Search the listing below for the word "club" and return each line that contains it.

:: INPUT DATA ::

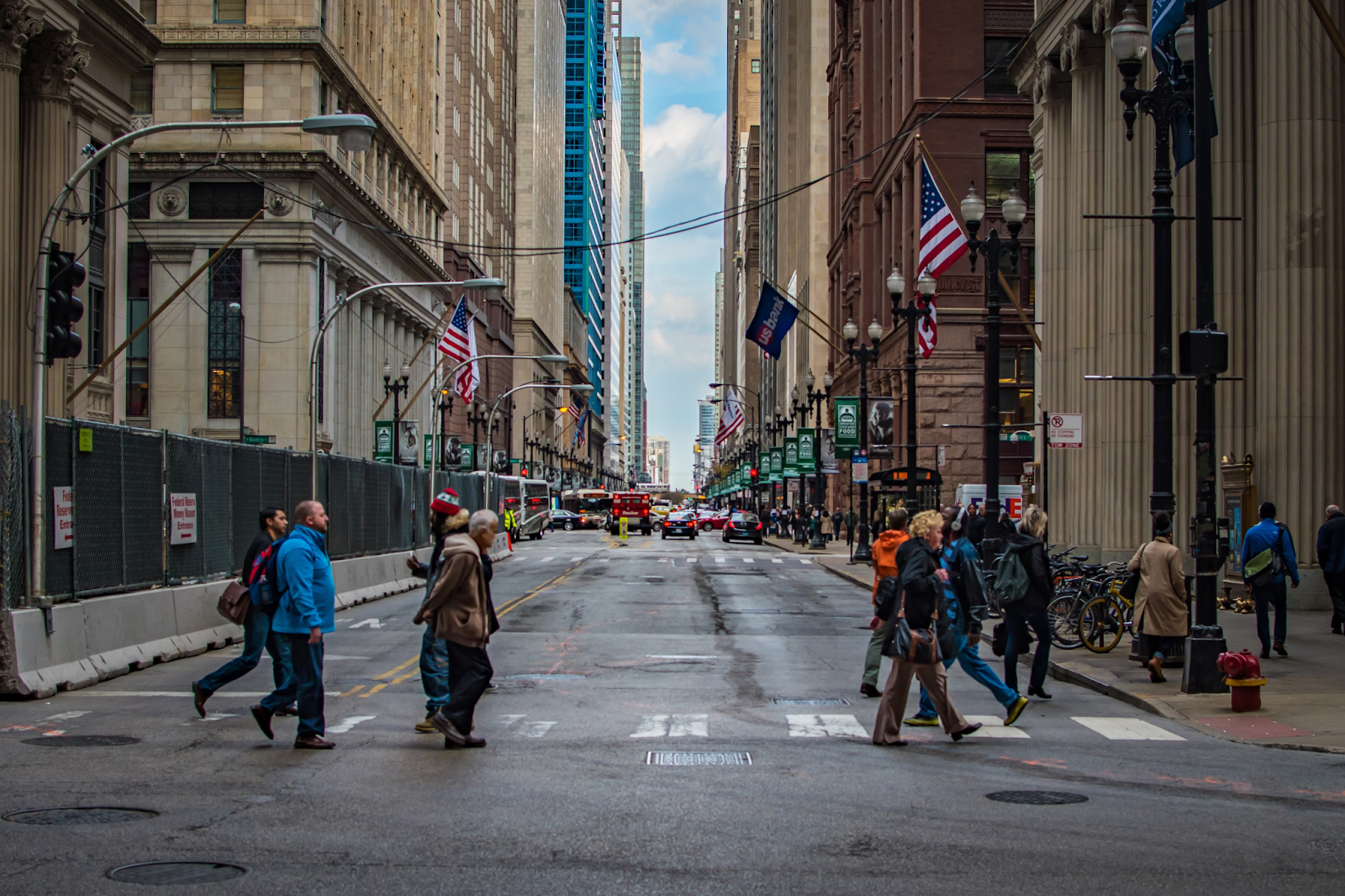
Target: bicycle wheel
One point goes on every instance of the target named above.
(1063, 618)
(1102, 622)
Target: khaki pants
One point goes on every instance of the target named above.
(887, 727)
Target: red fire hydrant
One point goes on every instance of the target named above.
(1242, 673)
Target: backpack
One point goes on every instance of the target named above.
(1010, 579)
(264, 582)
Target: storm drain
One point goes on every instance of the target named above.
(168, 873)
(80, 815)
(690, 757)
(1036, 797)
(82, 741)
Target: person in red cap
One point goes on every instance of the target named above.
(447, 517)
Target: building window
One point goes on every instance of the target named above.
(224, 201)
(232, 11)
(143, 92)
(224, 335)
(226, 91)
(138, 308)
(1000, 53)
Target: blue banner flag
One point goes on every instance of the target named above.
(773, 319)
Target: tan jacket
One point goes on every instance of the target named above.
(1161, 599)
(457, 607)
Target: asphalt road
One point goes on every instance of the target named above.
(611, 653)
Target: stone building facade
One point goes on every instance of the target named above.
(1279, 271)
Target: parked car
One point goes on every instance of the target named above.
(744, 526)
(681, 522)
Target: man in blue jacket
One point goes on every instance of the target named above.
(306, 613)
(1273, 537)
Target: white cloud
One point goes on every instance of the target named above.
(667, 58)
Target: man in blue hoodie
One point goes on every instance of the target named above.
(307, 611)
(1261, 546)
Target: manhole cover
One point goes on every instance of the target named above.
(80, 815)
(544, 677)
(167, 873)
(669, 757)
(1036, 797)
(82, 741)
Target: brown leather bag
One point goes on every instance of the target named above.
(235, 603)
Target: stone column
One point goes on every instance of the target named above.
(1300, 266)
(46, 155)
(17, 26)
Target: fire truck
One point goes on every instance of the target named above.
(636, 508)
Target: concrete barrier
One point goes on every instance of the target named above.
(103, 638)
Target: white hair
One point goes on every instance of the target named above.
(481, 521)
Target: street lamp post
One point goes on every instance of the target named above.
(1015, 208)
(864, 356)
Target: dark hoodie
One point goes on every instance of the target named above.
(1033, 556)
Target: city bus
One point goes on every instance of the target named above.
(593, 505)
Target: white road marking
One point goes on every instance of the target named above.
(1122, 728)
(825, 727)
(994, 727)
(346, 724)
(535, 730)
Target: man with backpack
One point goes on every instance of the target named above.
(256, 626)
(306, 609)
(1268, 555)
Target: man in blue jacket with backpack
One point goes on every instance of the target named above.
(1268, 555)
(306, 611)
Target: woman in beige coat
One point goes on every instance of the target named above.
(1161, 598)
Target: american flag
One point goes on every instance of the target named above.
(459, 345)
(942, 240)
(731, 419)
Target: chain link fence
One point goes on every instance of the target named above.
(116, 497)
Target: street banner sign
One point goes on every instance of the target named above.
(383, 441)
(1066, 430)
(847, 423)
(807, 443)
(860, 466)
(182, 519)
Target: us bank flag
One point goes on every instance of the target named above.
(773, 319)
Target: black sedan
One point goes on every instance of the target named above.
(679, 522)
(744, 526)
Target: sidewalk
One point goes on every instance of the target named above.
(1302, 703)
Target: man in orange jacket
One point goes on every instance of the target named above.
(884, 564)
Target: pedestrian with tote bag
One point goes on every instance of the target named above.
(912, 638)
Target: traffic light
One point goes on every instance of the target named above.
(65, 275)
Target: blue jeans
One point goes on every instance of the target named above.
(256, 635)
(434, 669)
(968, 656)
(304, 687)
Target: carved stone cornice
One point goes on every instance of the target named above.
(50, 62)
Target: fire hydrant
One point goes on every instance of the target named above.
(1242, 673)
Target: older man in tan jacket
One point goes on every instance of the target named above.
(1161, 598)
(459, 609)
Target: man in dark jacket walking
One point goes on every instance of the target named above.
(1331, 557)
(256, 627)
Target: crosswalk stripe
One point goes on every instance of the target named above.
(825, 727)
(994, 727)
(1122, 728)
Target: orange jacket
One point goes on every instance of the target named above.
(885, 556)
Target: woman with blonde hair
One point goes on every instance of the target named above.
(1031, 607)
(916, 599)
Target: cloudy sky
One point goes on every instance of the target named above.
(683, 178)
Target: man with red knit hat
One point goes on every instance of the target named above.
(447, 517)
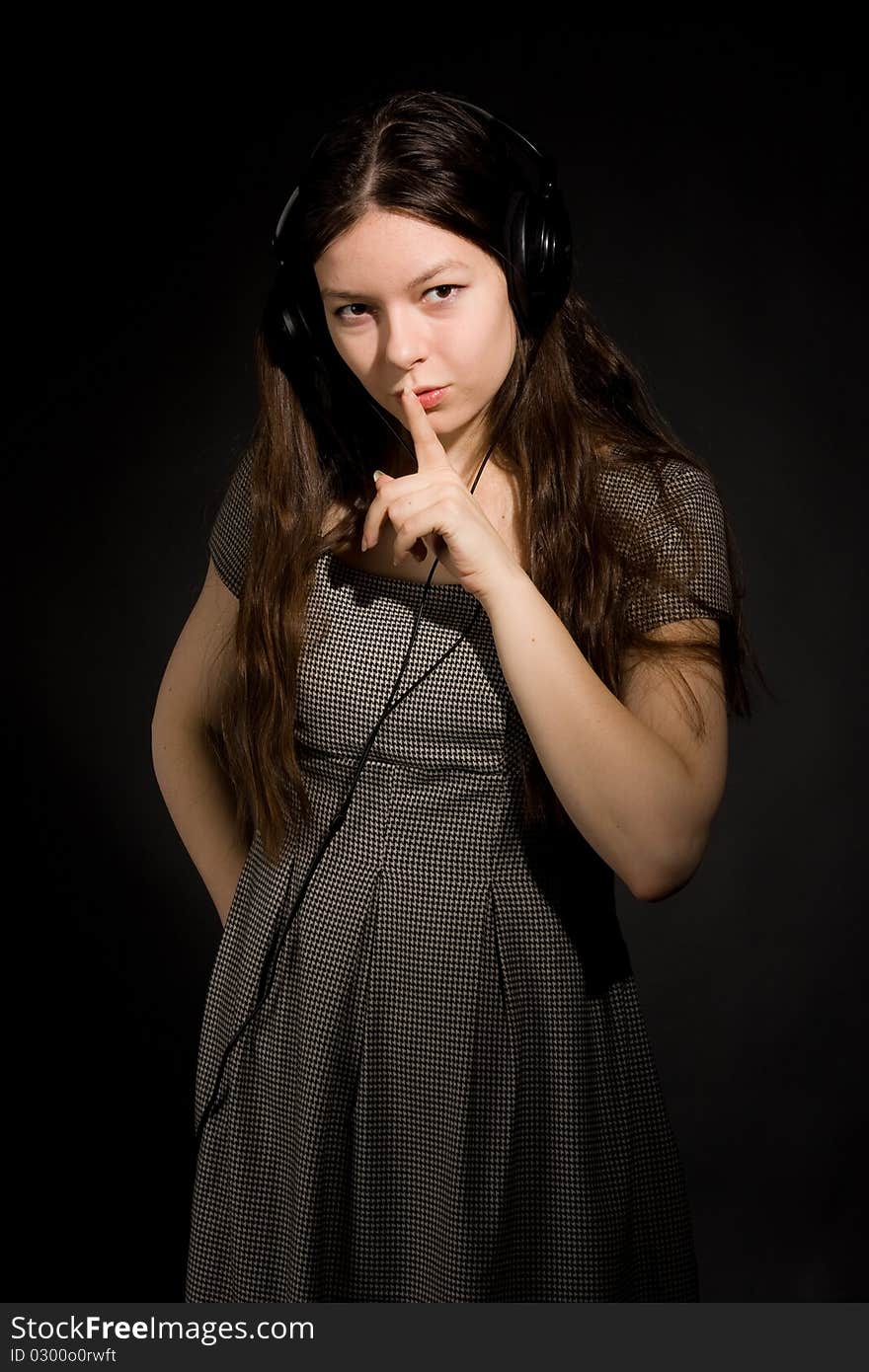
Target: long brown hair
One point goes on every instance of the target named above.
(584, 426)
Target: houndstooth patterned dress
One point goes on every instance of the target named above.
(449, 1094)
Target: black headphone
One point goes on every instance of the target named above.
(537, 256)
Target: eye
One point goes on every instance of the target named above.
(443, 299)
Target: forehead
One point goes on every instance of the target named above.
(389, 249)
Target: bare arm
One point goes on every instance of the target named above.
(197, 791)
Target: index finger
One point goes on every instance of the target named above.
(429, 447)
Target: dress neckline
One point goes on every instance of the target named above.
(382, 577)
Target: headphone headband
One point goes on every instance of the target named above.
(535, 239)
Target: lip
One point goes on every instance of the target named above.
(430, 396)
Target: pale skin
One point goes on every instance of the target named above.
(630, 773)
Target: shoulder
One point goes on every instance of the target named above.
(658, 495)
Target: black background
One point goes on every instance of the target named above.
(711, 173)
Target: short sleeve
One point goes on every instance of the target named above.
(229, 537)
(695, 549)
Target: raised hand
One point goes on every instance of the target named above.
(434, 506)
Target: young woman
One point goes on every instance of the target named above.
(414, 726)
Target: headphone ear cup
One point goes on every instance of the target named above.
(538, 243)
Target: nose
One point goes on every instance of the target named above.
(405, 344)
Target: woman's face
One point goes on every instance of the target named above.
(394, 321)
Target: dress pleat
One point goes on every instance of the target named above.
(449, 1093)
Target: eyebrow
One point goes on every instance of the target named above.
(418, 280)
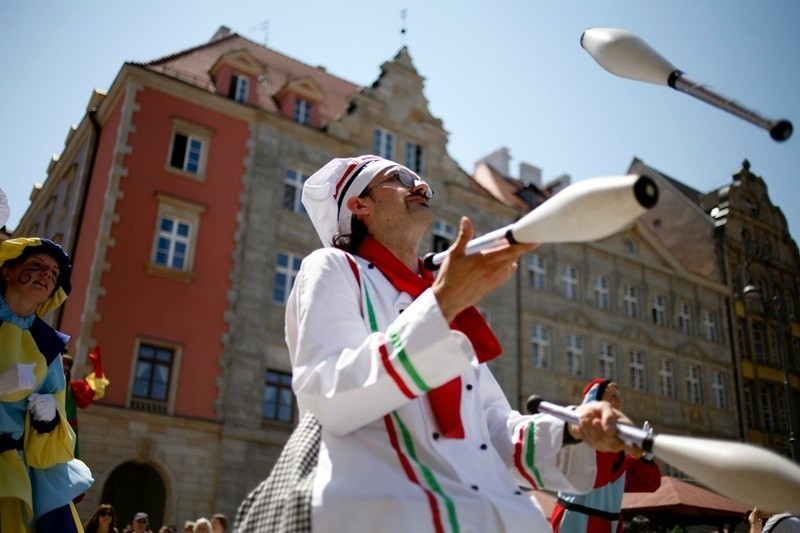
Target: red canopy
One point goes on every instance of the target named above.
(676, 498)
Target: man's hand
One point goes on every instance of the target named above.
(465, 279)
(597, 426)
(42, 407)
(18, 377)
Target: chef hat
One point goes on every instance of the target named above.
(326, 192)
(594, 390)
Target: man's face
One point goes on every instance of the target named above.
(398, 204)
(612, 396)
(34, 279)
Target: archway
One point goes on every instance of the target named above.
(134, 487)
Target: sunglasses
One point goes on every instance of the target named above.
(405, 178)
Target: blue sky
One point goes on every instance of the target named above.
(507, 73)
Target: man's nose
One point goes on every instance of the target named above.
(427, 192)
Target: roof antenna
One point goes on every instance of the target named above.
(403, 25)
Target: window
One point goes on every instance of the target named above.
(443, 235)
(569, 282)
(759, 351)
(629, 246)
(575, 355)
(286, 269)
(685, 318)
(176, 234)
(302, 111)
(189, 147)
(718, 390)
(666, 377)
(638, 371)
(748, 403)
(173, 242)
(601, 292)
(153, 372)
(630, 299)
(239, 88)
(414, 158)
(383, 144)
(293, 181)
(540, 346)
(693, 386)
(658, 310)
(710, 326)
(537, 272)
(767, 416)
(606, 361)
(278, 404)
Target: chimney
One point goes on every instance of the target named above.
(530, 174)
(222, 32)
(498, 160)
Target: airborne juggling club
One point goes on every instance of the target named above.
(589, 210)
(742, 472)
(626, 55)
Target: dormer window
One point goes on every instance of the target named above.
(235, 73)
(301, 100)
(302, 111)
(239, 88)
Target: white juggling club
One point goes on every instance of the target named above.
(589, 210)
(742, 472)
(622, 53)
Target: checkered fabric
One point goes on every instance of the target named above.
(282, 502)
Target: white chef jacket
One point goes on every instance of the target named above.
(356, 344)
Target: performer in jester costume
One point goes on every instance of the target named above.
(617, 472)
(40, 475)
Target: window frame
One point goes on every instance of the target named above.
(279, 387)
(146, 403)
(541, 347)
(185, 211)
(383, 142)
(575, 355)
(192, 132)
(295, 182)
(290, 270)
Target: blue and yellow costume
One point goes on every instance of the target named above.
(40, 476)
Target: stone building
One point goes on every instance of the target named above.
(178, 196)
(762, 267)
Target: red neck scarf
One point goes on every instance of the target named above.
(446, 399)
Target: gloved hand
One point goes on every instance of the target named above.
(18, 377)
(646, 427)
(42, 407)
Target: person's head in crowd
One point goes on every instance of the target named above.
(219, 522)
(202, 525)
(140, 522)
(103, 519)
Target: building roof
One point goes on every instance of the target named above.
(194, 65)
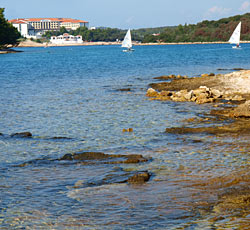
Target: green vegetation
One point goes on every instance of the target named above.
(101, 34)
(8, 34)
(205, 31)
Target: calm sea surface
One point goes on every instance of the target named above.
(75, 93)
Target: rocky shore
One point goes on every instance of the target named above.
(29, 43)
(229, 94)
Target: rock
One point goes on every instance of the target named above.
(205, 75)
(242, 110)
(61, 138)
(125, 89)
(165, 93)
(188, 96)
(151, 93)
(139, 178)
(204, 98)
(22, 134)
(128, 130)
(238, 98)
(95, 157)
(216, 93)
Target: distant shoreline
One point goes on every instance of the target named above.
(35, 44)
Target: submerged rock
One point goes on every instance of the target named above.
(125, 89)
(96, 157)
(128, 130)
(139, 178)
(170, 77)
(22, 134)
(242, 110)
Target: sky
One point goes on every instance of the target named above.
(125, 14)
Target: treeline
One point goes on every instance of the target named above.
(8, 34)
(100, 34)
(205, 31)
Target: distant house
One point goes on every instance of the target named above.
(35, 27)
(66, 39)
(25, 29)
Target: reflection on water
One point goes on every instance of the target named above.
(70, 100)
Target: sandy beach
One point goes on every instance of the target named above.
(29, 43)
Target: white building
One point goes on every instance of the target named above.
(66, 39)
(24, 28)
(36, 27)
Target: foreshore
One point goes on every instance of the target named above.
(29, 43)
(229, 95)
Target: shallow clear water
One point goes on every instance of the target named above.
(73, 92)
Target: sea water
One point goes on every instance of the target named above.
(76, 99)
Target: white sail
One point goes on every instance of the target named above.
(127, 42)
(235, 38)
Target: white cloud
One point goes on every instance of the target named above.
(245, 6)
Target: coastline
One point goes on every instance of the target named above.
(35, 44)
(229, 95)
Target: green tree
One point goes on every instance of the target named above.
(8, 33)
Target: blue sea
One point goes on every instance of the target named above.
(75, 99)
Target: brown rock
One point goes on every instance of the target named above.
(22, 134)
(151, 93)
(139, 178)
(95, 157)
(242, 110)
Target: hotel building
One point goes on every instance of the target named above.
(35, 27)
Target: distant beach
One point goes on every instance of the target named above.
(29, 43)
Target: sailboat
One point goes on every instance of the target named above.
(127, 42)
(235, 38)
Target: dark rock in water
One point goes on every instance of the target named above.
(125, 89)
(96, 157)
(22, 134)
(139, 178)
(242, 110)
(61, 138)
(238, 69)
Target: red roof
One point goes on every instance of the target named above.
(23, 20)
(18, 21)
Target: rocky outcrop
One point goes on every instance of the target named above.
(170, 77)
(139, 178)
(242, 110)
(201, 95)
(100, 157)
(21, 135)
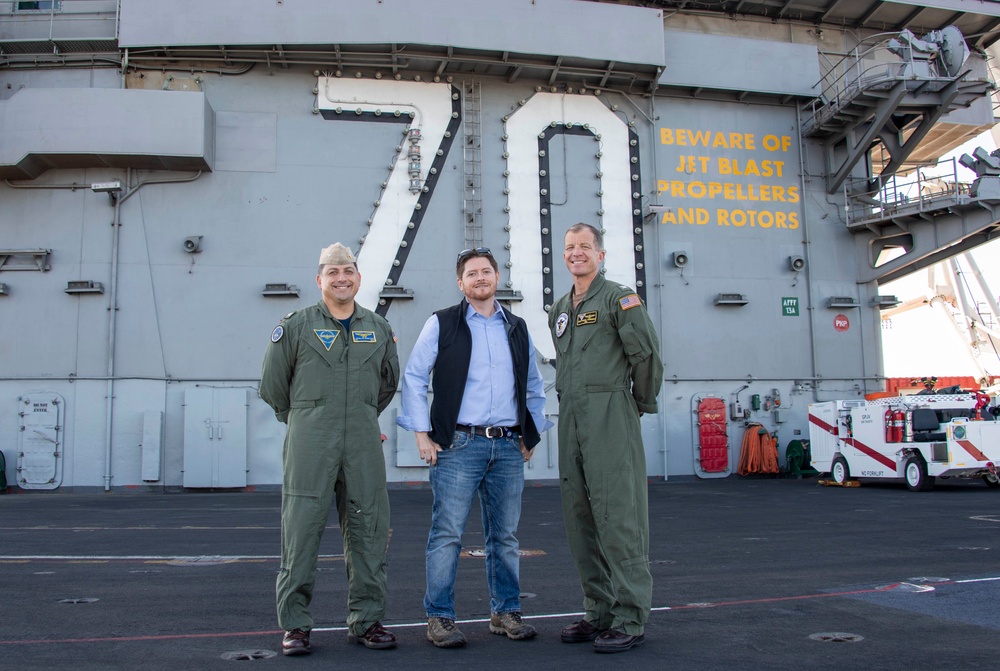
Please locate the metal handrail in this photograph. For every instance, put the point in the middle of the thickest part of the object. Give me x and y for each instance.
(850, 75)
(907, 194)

:::

**SOLUTION TO THE PROBLEM:**
Target: airborne juggling club
Target: white juggling club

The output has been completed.